▶ _Stated task_: Update the entries below by replacing "Supply the box" with "Give the bounding box" everywhere it appears, keeping everything else unchanged. Omit the pictures from your answer.

▶ _Data section_:
# # #

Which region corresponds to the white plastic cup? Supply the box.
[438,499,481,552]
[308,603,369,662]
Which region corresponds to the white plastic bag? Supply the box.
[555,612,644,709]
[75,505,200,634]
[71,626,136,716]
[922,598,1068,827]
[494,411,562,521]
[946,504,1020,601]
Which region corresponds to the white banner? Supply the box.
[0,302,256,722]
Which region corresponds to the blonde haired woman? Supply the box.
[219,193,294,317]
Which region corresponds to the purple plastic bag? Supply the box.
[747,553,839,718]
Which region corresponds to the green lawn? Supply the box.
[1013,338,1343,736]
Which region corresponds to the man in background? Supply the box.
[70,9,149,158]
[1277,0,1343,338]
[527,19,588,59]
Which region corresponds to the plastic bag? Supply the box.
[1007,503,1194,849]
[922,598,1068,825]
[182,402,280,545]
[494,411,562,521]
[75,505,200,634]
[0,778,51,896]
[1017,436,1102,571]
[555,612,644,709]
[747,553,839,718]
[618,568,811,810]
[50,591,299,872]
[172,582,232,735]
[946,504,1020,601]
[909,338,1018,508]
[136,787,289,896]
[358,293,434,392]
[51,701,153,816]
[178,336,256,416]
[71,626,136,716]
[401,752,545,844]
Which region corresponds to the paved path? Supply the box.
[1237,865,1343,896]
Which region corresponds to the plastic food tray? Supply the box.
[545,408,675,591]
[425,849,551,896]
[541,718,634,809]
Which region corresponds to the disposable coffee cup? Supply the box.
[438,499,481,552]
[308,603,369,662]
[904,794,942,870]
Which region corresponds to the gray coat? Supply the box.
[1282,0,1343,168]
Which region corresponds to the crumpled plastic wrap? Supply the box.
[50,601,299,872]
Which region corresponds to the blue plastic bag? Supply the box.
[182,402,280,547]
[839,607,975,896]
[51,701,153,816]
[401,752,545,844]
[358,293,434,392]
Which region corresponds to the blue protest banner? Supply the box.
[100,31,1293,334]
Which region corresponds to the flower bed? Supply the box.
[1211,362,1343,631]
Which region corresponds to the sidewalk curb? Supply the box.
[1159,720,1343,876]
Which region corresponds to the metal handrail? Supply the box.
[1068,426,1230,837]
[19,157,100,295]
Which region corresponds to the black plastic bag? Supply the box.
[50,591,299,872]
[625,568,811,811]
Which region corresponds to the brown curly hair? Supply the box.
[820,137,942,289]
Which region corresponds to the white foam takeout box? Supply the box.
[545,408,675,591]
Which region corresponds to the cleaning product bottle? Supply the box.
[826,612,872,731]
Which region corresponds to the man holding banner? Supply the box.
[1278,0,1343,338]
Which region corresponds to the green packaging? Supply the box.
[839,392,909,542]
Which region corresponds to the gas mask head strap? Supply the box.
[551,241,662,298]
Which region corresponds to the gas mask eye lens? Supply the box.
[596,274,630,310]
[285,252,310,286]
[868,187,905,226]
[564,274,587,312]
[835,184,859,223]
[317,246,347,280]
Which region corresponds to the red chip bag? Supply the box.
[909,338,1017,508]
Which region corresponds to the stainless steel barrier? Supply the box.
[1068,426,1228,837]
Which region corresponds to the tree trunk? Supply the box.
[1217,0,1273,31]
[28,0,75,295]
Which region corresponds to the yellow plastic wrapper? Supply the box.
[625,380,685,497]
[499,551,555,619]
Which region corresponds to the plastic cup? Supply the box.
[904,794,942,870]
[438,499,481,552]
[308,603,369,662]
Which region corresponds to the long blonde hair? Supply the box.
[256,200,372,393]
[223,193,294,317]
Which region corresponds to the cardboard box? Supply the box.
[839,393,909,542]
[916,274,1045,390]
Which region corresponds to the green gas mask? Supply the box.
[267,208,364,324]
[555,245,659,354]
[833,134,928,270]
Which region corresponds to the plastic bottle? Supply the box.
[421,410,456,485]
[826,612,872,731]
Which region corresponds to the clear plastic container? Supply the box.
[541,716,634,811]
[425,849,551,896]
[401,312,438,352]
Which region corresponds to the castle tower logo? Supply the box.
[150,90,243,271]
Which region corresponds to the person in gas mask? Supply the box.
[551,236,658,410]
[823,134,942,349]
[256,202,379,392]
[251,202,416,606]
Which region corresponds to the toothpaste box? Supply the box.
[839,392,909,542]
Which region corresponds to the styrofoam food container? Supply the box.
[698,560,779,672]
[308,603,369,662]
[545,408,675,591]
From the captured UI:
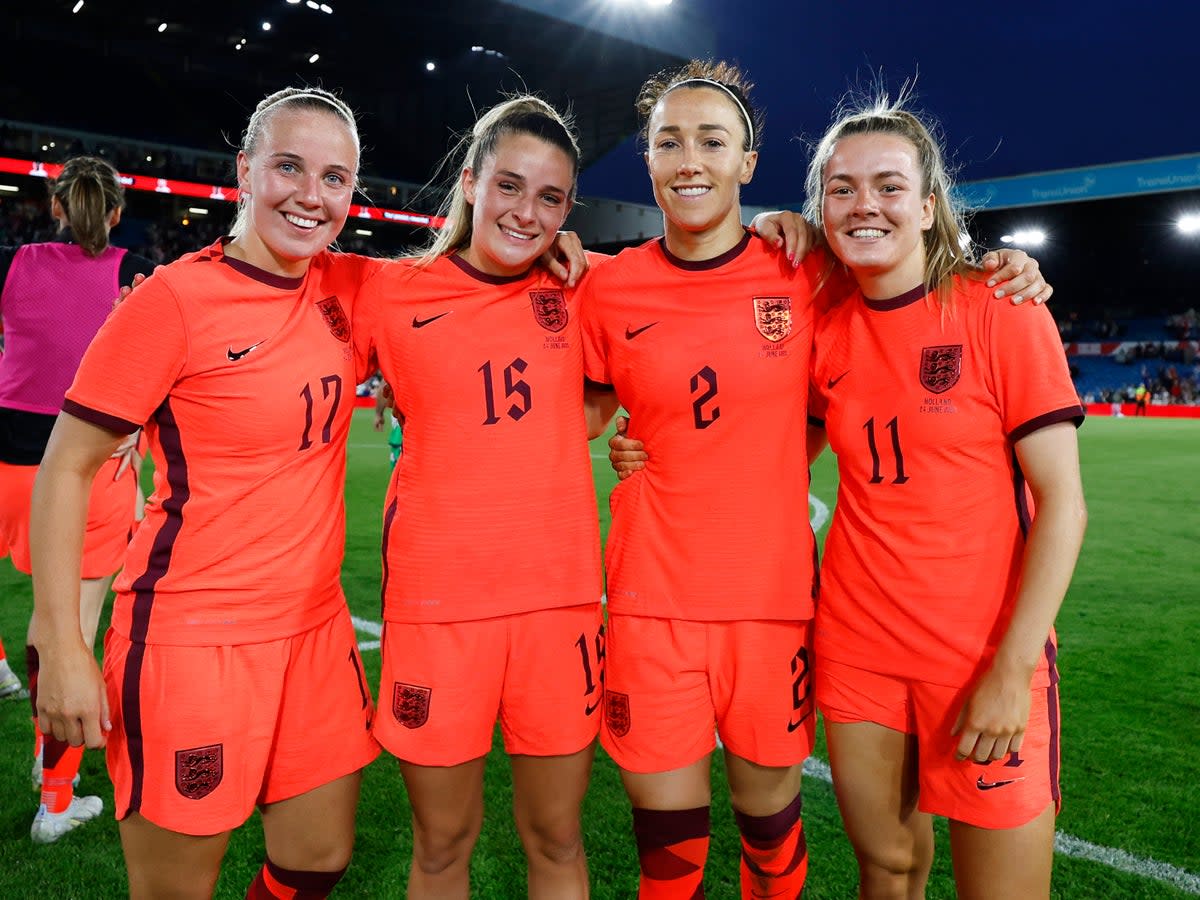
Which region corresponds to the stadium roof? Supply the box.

# # #

▶ _Finished exercise_:
Which region corresponds to the white plastic cup? Give the bounding box.
[438,499,481,552]
[308,603,369,662]
Which region corresponds to the white plastic bag? Give the bounding box.
[555,612,644,709]
[75,505,200,634]
[71,626,136,716]
[922,598,1068,827]
[494,411,562,521]
[946,504,1020,601]
Which region corresponds to the white banner? Give the bounding box.
[0,302,256,722]
Which region corresponds to the blonde haired woman? Give the bounding box.
[219,193,294,317]
Which region corresponds to the purple plastic bag? Give the bounding box.
[747,553,839,718]
Which region corresponds to the green lawn? Give the bounding box.
[1013,338,1343,736]
Which region corresponds to the man in background? Give the bounding box.
[70,9,149,158]
[1277,0,1343,338]
[527,19,588,59]
Which region corresponds to the plastic bag? Give the bounding box.
[1007,503,1194,849]
[922,598,1068,825]
[182,402,280,545]
[494,411,562,521]
[75,505,200,634]
[0,778,51,896]
[1017,436,1102,571]
[555,612,644,709]
[747,553,839,718]
[618,568,811,810]
[50,591,299,872]
[172,582,232,735]
[946,504,1020,601]
[909,338,1018,508]
[136,787,289,896]
[358,293,434,392]
[51,701,153,816]
[178,336,256,416]
[71,626,136,716]
[401,752,545,844]
Which region corresponds to the paved path? Give the bounding box.
[1237,865,1343,896]
Which region corresponds to the plastic food tray? Give the bounding box.
[545,408,675,591]
[425,849,551,896]
[541,718,634,809]
Which region corresponds to the disposable coffee cup? Give the bounding box.
[438,499,481,552]
[308,603,369,662]
[904,794,942,870]
Which region corresponds to the gray coat? Give the bounding box.
[1282,0,1343,168]
Which region corresponds to the crumpled plastic wrap? Give the bounding box.
[50,601,299,872]
Which region corresponds to the blue plastic bag? Give the bounding box.
[182,402,280,547]
[839,607,975,896]
[51,701,153,816]
[401,752,545,844]
[358,293,434,392]
Which region corresponds to the blue protest banner? Give the bounding box.
[100,31,1293,334]
Which region corresponds to the flower bed? Give the bounding box.
[1211,362,1343,631]
Which region corresponds to the sidewalk curb? Give the bounding box.
[1159,720,1343,876]
Which region corresponds to the metal handrail? Give the bounding box.
[1068,426,1230,837]
[19,157,100,295]
Which region corresponds to the black plastic bag? Give the bounding box.
[50,591,299,872]
[625,568,811,811]
Which region corresponds to the brown curly hair? Give the bounding box.
[820,137,942,289]
Which region corresponds to the white foam takeout box? Give the bounding box.
[545,408,675,591]
Which region corresponds to the cleaning product bottle? Give the bounding box.
[826,612,872,731]
Which region corresponds to the man holding banner? Give the bounding box.
[1278,0,1343,338]
Which region corresponds to the green packaging? Give the bounding box.
[839,392,909,542]
Which region corresponds to the gas mask head strap? Give the bounding box.
[551,241,662,298]
Which region corresponds to the gas mask eye lens? Give the bounding box.
[596,274,630,310]
[285,252,310,286]
[868,187,905,226]
[564,274,587,312]
[835,184,859,223]
[317,246,347,280]
Which region corresponds to the red chip bag? Give the bounding box.
[909,338,1017,508]
Which region corresponds to the stainless steel barrier? Give the bounding box.
[1068,426,1228,837]
Which region corresponds to the tree trunk? Give the bounding box.
[1217,0,1273,31]
[28,0,75,295]
Which region corresponds to the yellow plastic wrapper? Give the bounding box.
[625,380,685,497]
[499,551,555,619]
Which region corresponds to the plastic cup? Give the bounding box.
[904,794,942,870]
[438,499,481,552]
[308,603,369,662]
Which region corresponds to the long blonde hair? Give the bounding box.
[256,200,372,393]
[223,193,294,317]
Which region corresponds to the cardboard box? Give the bounding box.
[839,393,909,542]
[916,274,1045,390]
Which region corresponds to the green gas mask? Give the bounding box.
[267,208,364,324]
[555,245,659,354]
[833,134,928,270]
Which region corresponds to the plastic bottle? Give the bounding box.
[421,410,456,485]
[826,612,872,731]
Which region corresponds to the clear plastic container? Give the bounding box.
[541,716,634,811]
[425,849,551,896]
[401,312,438,352]
Which region corresponds to the castle tower logo? Give the bounding box.
[150,90,243,271]
Which region corresponds to the person in gas mask? Give the bounding box.
[551,236,658,410]
[823,134,942,349]
[256,202,379,392]
[251,202,416,606]
Which region corresponds to the toothpaste box? Give the bounding box.
[839,392,909,542]
Which region corresponds to the styrofoam food container? Give the bounding box.
[698,560,779,672]
[308,603,369,662]
[545,408,675,591]
From the captured UI:
Which region corresponds to the stadium roof? Give the bounding box.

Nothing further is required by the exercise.